**WHAT IS NEEDED:** Gather each line below that contains the word "yellow". Letter case matters.

-------- ROWS

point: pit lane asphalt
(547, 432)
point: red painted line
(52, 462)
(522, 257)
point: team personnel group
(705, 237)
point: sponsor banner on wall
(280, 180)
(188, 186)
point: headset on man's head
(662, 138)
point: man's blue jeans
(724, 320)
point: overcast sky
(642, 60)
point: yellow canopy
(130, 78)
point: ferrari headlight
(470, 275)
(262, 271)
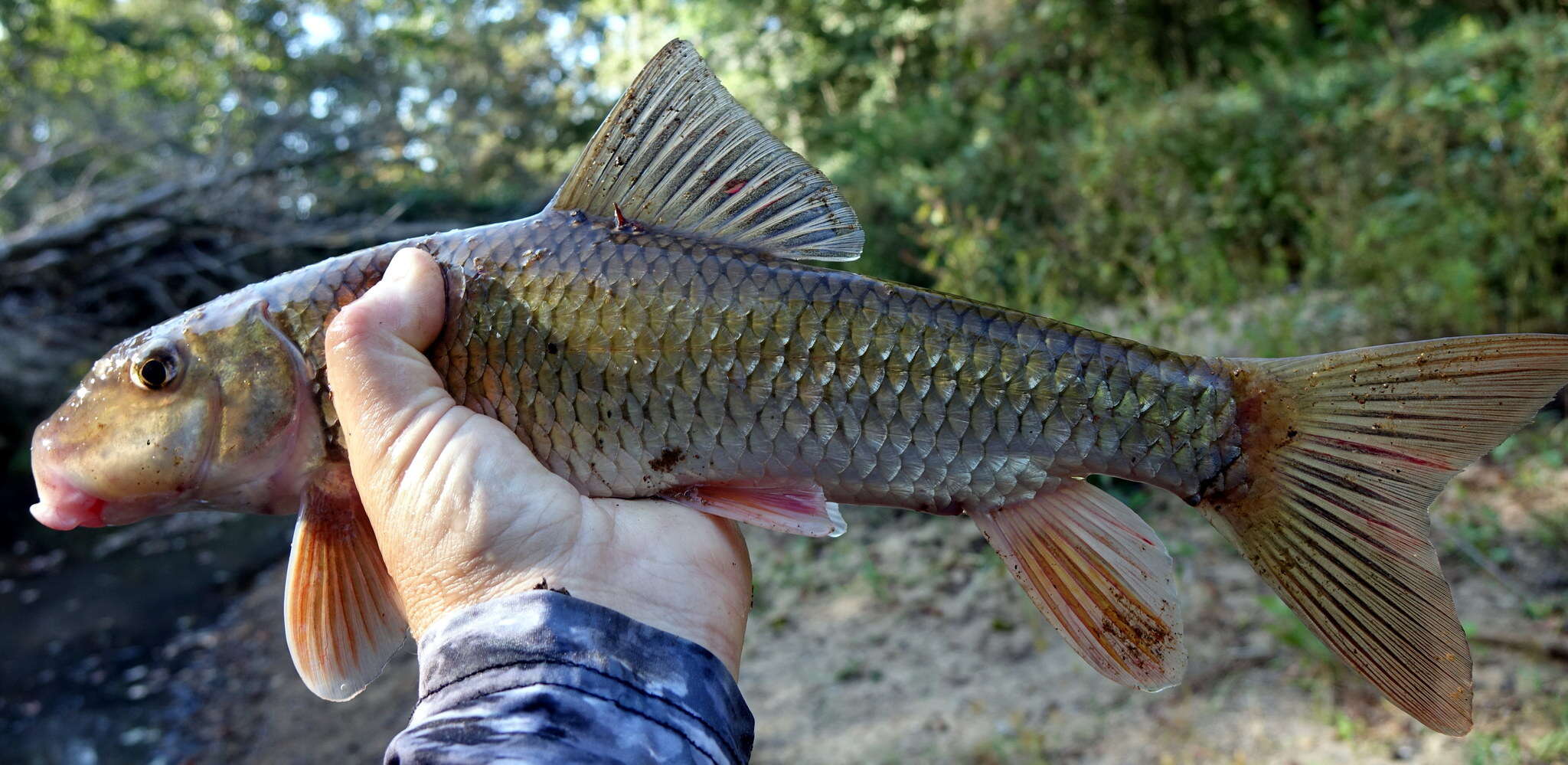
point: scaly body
(640, 362)
(652, 333)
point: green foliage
(1424, 191)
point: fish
(659, 329)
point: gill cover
(207, 410)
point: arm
(544, 678)
(471, 524)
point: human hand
(465, 513)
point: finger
(375, 362)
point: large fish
(655, 333)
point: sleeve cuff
(550, 639)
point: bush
(1424, 191)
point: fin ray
(681, 154)
(1101, 576)
(341, 610)
(791, 508)
(1344, 453)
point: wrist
(715, 633)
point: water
(98, 623)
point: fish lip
(64, 507)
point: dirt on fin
(1101, 576)
(1343, 455)
(341, 610)
(791, 508)
(679, 154)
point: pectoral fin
(1096, 571)
(791, 508)
(341, 610)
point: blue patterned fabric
(544, 678)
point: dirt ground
(906, 642)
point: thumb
(375, 362)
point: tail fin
(1344, 453)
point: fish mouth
(64, 507)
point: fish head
(212, 410)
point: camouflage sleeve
(549, 678)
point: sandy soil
(906, 642)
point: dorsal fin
(679, 152)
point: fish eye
(157, 371)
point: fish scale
(635, 364)
(655, 333)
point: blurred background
(1219, 176)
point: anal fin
(792, 508)
(1101, 576)
(341, 610)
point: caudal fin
(1344, 453)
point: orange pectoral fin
(792, 508)
(341, 610)
(1096, 571)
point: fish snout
(64, 507)
(61, 504)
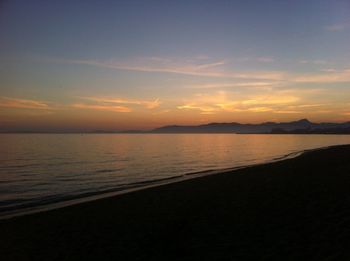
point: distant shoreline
(296, 208)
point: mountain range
(300, 126)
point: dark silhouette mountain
(267, 127)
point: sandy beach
(296, 209)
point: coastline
(292, 208)
(133, 187)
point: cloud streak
(14, 103)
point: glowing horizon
(120, 66)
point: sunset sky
(118, 65)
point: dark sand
(297, 209)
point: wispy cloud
(194, 67)
(102, 107)
(120, 101)
(222, 103)
(265, 59)
(218, 69)
(336, 27)
(262, 84)
(7, 102)
(327, 77)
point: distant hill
(303, 125)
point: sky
(121, 65)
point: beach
(293, 209)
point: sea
(45, 171)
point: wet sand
(296, 209)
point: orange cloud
(7, 102)
(147, 104)
(102, 107)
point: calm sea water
(38, 170)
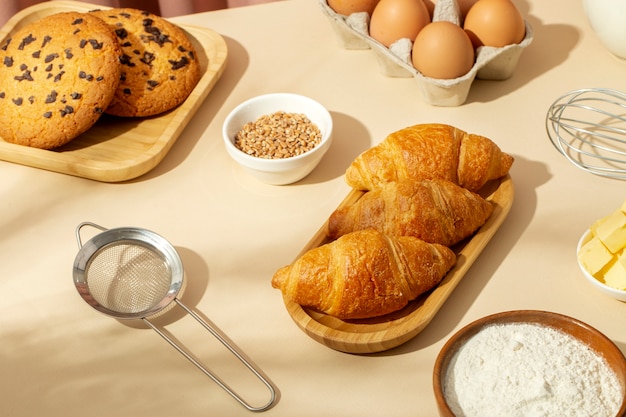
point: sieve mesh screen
(128, 277)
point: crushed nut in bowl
(278, 138)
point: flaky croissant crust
(437, 211)
(429, 151)
(364, 274)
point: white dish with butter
(603, 287)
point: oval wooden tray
(115, 148)
(389, 331)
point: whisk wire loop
(588, 127)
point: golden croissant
(364, 274)
(436, 211)
(428, 151)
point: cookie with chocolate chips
(57, 76)
(159, 64)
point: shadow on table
(350, 138)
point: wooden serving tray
(389, 331)
(115, 148)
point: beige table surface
(59, 357)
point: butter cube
(615, 274)
(612, 231)
(596, 224)
(594, 255)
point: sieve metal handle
(210, 374)
(83, 224)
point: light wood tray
(389, 331)
(118, 149)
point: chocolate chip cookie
(159, 64)
(57, 76)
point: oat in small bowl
(278, 138)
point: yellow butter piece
(596, 224)
(594, 255)
(615, 274)
(612, 231)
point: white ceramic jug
(608, 20)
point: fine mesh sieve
(133, 273)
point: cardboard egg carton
(491, 63)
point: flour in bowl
(529, 370)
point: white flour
(528, 370)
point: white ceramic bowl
(613, 292)
(606, 18)
(285, 170)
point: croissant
(364, 274)
(436, 211)
(428, 151)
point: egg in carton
(491, 63)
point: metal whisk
(588, 126)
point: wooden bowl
(586, 334)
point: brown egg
(397, 19)
(443, 50)
(347, 7)
(494, 23)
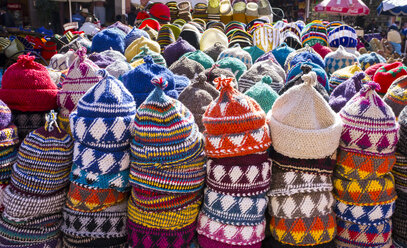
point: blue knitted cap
(109, 38)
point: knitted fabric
(357, 166)
(363, 235)
(239, 176)
(318, 133)
(44, 161)
(320, 166)
(141, 236)
(339, 59)
(84, 199)
(150, 201)
(396, 95)
(228, 234)
(364, 112)
(118, 181)
(167, 220)
(232, 210)
(380, 190)
(82, 75)
(26, 86)
(109, 223)
(288, 183)
(229, 132)
(103, 116)
(304, 231)
(364, 215)
(302, 205)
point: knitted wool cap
(173, 144)
(238, 53)
(368, 59)
(205, 60)
(322, 77)
(111, 38)
(396, 95)
(235, 124)
(281, 52)
(387, 74)
(138, 80)
(371, 70)
(82, 75)
(187, 67)
(366, 111)
(339, 59)
(44, 160)
(263, 93)
(340, 76)
(214, 50)
(145, 51)
(133, 35)
(302, 123)
(236, 66)
(258, 71)
(27, 86)
(174, 51)
(136, 47)
(197, 96)
(345, 91)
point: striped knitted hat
(235, 124)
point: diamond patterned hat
(235, 124)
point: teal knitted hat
(235, 65)
(201, 57)
(255, 52)
(263, 94)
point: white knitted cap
(302, 124)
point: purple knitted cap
(175, 50)
(345, 91)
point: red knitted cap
(27, 86)
(387, 74)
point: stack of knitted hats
(238, 171)
(363, 184)
(400, 174)
(34, 199)
(167, 173)
(306, 135)
(82, 75)
(8, 151)
(29, 92)
(96, 210)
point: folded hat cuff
(115, 215)
(118, 181)
(110, 134)
(364, 215)
(243, 235)
(305, 144)
(30, 99)
(100, 162)
(168, 220)
(232, 210)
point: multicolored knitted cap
(82, 75)
(104, 115)
(164, 132)
(44, 160)
(370, 126)
(235, 124)
(302, 124)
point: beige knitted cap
(302, 123)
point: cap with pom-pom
(235, 124)
(302, 123)
(27, 86)
(370, 125)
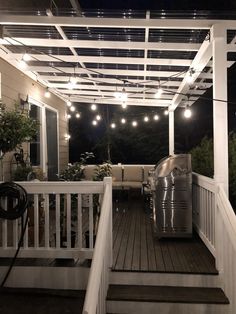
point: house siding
(15, 85)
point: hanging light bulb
(187, 112)
(93, 107)
(156, 117)
(22, 64)
(67, 137)
(189, 77)
(47, 93)
(26, 57)
(159, 92)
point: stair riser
(130, 307)
(164, 279)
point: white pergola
(107, 53)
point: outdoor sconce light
(187, 112)
(47, 93)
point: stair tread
(171, 294)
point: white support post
(220, 108)
(171, 133)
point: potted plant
(16, 128)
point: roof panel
(102, 33)
(177, 35)
(32, 31)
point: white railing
(59, 214)
(216, 222)
(95, 300)
(204, 190)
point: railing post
(108, 183)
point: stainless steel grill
(171, 185)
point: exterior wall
(16, 85)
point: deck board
(136, 248)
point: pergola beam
(97, 44)
(198, 64)
(71, 21)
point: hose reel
(14, 193)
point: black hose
(13, 191)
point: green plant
(102, 171)
(75, 172)
(16, 128)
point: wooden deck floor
(135, 247)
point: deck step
(137, 299)
(167, 294)
(37, 301)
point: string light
(124, 105)
(156, 117)
(67, 137)
(93, 107)
(47, 93)
(68, 103)
(159, 92)
(26, 57)
(22, 64)
(189, 77)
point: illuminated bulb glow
(47, 94)
(159, 92)
(94, 107)
(26, 57)
(22, 64)
(187, 113)
(156, 117)
(67, 137)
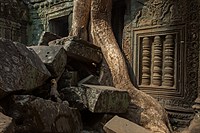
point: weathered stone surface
(6, 124)
(54, 57)
(106, 99)
(98, 99)
(75, 96)
(20, 68)
(46, 37)
(121, 125)
(39, 115)
(80, 49)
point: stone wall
(13, 20)
(161, 42)
(53, 15)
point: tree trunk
(80, 19)
(151, 114)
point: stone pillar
(157, 61)
(146, 61)
(168, 78)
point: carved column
(146, 61)
(168, 78)
(157, 61)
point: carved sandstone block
(6, 124)
(45, 116)
(21, 69)
(106, 99)
(54, 57)
(80, 49)
(98, 99)
(46, 37)
(121, 125)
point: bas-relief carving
(13, 20)
(173, 40)
(42, 12)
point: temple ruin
(158, 38)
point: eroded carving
(157, 61)
(168, 78)
(146, 61)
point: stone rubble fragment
(121, 125)
(80, 49)
(54, 57)
(21, 69)
(46, 37)
(6, 124)
(106, 99)
(45, 116)
(98, 99)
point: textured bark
(80, 19)
(152, 115)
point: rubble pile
(56, 88)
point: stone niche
(13, 20)
(54, 16)
(161, 42)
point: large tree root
(152, 114)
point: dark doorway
(59, 26)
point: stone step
(121, 125)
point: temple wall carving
(49, 16)
(161, 42)
(13, 20)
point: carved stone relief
(43, 12)
(13, 20)
(162, 44)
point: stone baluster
(146, 61)
(168, 78)
(157, 61)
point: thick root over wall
(151, 114)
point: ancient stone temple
(161, 42)
(49, 15)
(13, 20)
(158, 38)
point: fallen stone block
(46, 37)
(54, 57)
(121, 125)
(21, 69)
(6, 124)
(106, 99)
(44, 116)
(80, 49)
(98, 99)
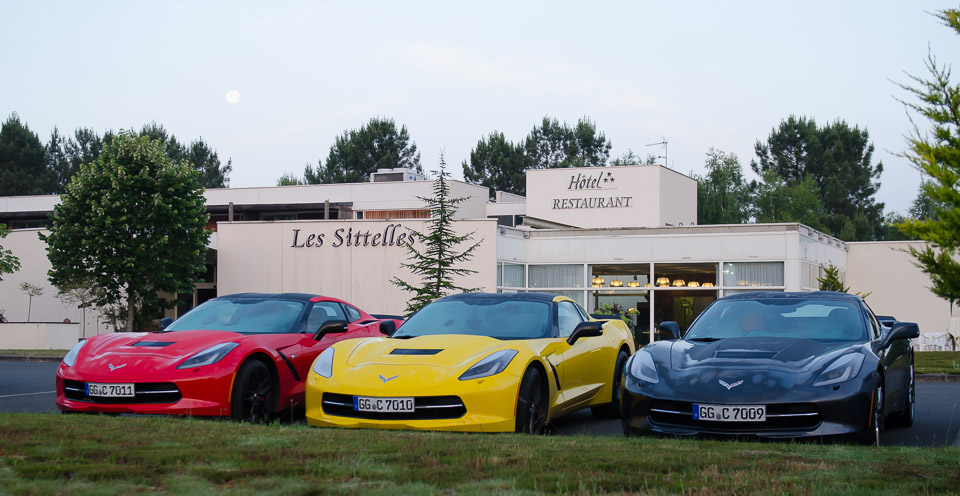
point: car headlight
(842, 369)
(71, 357)
(492, 365)
(208, 356)
(643, 368)
(323, 365)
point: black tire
(612, 409)
(532, 403)
(909, 411)
(254, 395)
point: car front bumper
(841, 411)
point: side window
(567, 318)
(353, 314)
(874, 325)
(323, 311)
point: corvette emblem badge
(387, 379)
(730, 386)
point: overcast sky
(696, 74)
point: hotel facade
(622, 238)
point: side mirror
(671, 327)
(900, 330)
(330, 327)
(388, 327)
(585, 330)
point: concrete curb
(938, 377)
(29, 358)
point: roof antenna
(664, 156)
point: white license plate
(730, 413)
(370, 404)
(110, 390)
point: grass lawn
(86, 454)
(937, 362)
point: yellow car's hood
(445, 350)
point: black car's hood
(781, 354)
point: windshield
(247, 315)
(806, 318)
(496, 318)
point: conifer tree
(436, 264)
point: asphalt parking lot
(31, 387)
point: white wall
(897, 287)
(609, 197)
(262, 257)
(38, 336)
(34, 265)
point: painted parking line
(26, 394)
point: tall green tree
(131, 224)
(8, 262)
(723, 197)
(357, 153)
(555, 145)
(777, 200)
(288, 179)
(498, 164)
(937, 155)
(839, 160)
(438, 262)
(198, 153)
(23, 163)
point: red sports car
(243, 355)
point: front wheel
(612, 409)
(531, 403)
(254, 396)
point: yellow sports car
(474, 362)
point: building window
(754, 274)
(274, 216)
(809, 273)
(556, 276)
(512, 276)
(420, 213)
(619, 276)
(685, 275)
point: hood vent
(411, 351)
(746, 354)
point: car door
(895, 360)
(582, 367)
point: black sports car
(775, 365)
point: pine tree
(831, 280)
(436, 264)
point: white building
(622, 236)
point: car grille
(145, 392)
(427, 408)
(780, 416)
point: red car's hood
(170, 345)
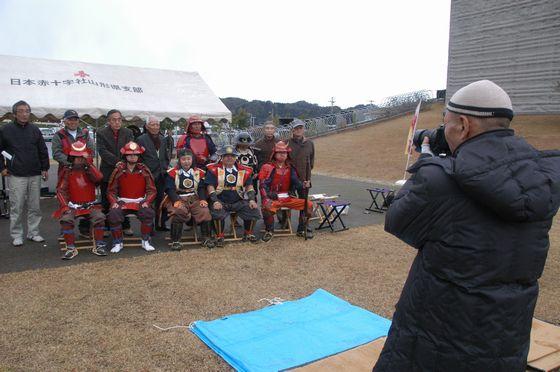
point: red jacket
(68, 173)
(140, 169)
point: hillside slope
(376, 152)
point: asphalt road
(33, 255)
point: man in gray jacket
(26, 160)
(110, 140)
(156, 157)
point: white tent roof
(52, 87)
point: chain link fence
(389, 107)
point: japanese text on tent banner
(409, 144)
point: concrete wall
(515, 43)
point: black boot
(176, 232)
(207, 240)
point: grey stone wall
(515, 43)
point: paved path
(43, 255)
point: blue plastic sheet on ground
(291, 334)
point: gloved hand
(426, 147)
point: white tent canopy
(52, 87)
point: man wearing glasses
(110, 140)
(25, 159)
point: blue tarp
(291, 334)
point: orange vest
(132, 185)
(80, 188)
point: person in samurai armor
(278, 182)
(186, 199)
(198, 141)
(131, 190)
(76, 196)
(228, 182)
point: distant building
(515, 43)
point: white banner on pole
(52, 87)
(409, 141)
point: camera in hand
(438, 143)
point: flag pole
(409, 144)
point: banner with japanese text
(52, 87)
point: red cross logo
(81, 74)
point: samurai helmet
(79, 148)
(132, 148)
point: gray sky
(282, 51)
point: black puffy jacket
(480, 222)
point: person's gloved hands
(426, 147)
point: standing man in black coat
(26, 158)
(157, 157)
(110, 140)
(479, 220)
(303, 159)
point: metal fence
(390, 106)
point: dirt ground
(380, 147)
(100, 316)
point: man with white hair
(479, 220)
(156, 157)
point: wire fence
(390, 107)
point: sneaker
(70, 254)
(249, 238)
(116, 248)
(147, 246)
(209, 243)
(301, 234)
(36, 238)
(100, 249)
(267, 236)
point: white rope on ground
(273, 301)
(168, 328)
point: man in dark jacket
(479, 220)
(25, 159)
(198, 141)
(156, 157)
(303, 157)
(110, 140)
(265, 146)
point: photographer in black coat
(479, 220)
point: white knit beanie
(482, 98)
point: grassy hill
(380, 147)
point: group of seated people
(201, 196)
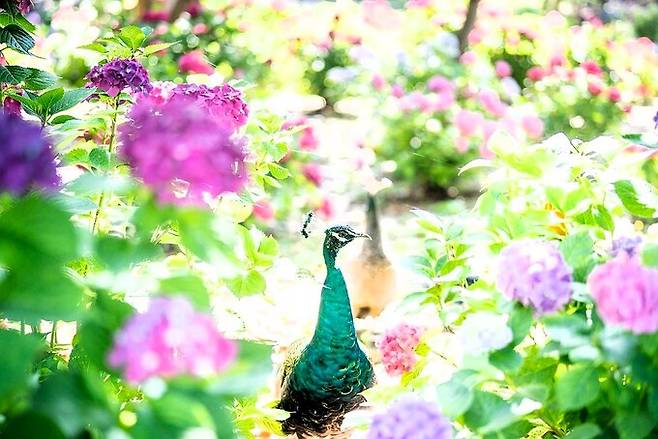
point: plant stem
(53, 335)
(110, 149)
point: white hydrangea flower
(484, 332)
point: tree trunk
(469, 22)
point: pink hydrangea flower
(492, 103)
(168, 340)
(378, 82)
(595, 88)
(182, 152)
(534, 273)
(263, 210)
(468, 122)
(614, 94)
(503, 69)
(591, 67)
(439, 84)
(536, 73)
(313, 173)
(626, 293)
(533, 126)
(194, 62)
(398, 348)
(397, 91)
(468, 58)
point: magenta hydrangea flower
(626, 244)
(398, 348)
(626, 293)
(27, 159)
(119, 74)
(410, 418)
(170, 339)
(182, 152)
(224, 102)
(535, 273)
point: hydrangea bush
(122, 218)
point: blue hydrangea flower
(119, 74)
(410, 418)
(534, 273)
(26, 157)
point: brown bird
(371, 277)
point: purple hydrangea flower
(12, 107)
(26, 157)
(534, 273)
(410, 418)
(181, 151)
(119, 74)
(223, 102)
(629, 245)
(170, 339)
(626, 293)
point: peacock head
(337, 237)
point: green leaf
(155, 48)
(70, 99)
(634, 425)
(584, 431)
(628, 194)
(99, 158)
(251, 283)
(507, 360)
(454, 398)
(577, 388)
(13, 75)
(190, 286)
(50, 98)
(121, 254)
(488, 413)
(278, 171)
(39, 80)
(520, 322)
(19, 352)
(16, 38)
(132, 36)
(32, 425)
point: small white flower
(483, 332)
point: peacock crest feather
(323, 380)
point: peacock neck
(373, 246)
(335, 325)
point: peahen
(372, 277)
(322, 381)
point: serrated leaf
(628, 194)
(70, 99)
(13, 75)
(16, 38)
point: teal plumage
(324, 380)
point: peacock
(372, 278)
(323, 380)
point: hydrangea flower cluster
(26, 157)
(119, 74)
(170, 339)
(182, 152)
(534, 273)
(410, 418)
(626, 293)
(626, 244)
(484, 332)
(224, 102)
(397, 348)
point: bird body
(372, 277)
(323, 381)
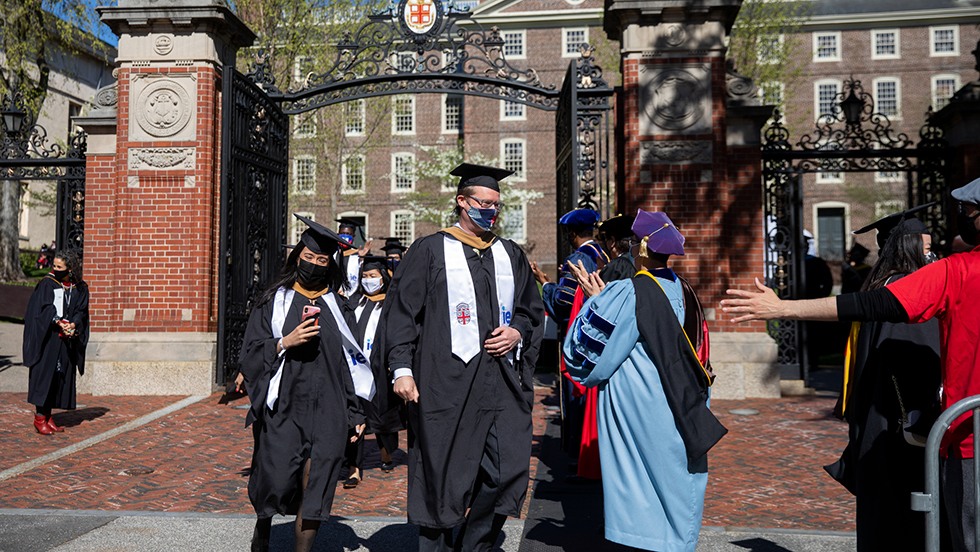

----------------

**ANSWER IN FULL:**
point: yellow canopy
point: yellow butter piece
point: yellow car's hood
point: yellow sports car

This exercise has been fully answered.